- _Prompt_
When you repeat the records, keep every word exact and drop each picture.

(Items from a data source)
************

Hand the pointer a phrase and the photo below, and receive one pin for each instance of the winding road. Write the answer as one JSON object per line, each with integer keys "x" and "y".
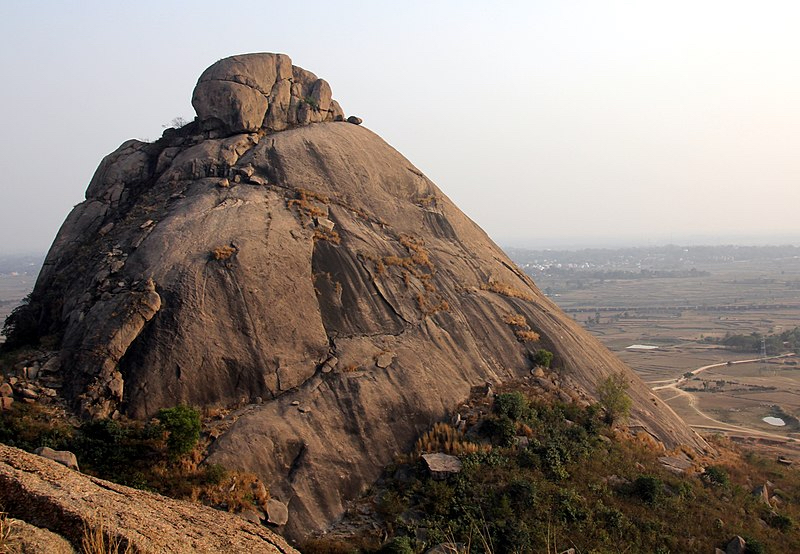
{"x": 719, "y": 425}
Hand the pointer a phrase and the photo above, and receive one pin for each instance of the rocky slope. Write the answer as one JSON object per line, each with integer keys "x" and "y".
{"x": 49, "y": 498}
{"x": 271, "y": 255}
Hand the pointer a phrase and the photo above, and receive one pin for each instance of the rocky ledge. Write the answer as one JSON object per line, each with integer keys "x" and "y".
{"x": 48, "y": 496}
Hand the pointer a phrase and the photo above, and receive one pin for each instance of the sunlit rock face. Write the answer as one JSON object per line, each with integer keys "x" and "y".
{"x": 262, "y": 91}
{"x": 272, "y": 257}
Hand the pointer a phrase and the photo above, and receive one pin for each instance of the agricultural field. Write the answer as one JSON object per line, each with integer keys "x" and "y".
{"x": 665, "y": 316}
{"x": 17, "y": 277}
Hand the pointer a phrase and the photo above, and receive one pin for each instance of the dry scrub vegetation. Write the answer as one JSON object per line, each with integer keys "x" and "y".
{"x": 521, "y": 329}
{"x": 505, "y": 289}
{"x": 222, "y": 253}
{"x": 538, "y": 473}
{"x": 309, "y": 203}
{"x": 416, "y": 271}
{"x": 162, "y": 455}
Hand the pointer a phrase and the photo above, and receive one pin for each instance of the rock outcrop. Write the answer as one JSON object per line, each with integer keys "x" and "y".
{"x": 50, "y": 497}
{"x": 254, "y": 91}
{"x": 253, "y": 255}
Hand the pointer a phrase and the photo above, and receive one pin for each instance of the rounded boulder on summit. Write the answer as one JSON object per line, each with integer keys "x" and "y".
{"x": 270, "y": 254}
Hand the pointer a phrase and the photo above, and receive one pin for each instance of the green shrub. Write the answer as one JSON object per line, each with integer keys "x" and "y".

************

- _Finished task_
Hand the pointer a phrase and the photo below, and receive one pin for each instance of the winding road. Write the answer as one JSON object per line, each with integer keys "x" and "y".
{"x": 719, "y": 425}
Hand the pointer a phrase and the photo above, and receive one pin for each instance of the rocky slope. Write the answer as one JSON object per line, each with integer keys "x" and "y".
{"x": 49, "y": 498}
{"x": 271, "y": 255}
Hand the pointer a phrase and the photo above, and receive one pin for each instance of the rocky ledge. Write the answer as one JSON object per line, each with integer keys "x" and "y".
{"x": 48, "y": 496}
Hand the pointer a phrase and the photo above, and receive one pin for each instance of the sunlit rock face. Write the answer as one JSON object per line, each with integer keys "x" and "y".
{"x": 262, "y": 91}
{"x": 272, "y": 257}
Hand the pointer a phrase and the photo above, and receive one pin for each instance of the agricultural field. Write the answer as one JSON object per line, each with integer keys "x" and "y".
{"x": 665, "y": 316}
{"x": 17, "y": 277}
Hand the pointer a phrase and the photo above, and receive one pin for each instance of the dry scrub vegetation. Write the answer as one JSON object per line, each with integer keys "x" and "y".
{"x": 521, "y": 329}
{"x": 505, "y": 289}
{"x": 222, "y": 253}
{"x": 538, "y": 473}
{"x": 309, "y": 203}
{"x": 416, "y": 271}
{"x": 162, "y": 455}
Hand the pointer a phrase and the photo above, and receive one pin for each instance of the rock outcrop. Write the answer as one JSON object per line, each with integer keys "x" and "y".
{"x": 50, "y": 497}
{"x": 254, "y": 91}
{"x": 253, "y": 255}
Hand the pointer a phrase and the photo above, and receive one pin for each instance of the rounded boulder on summit. Write the answer as one JSON object per line, each with integer keys "x" and "y".
{"x": 270, "y": 254}
Hand the pointer a phrase and the photo above, and receive one pin for each instance of the green shrub. Write the answer as one JSON object per line, each with integer keys "x" and "y".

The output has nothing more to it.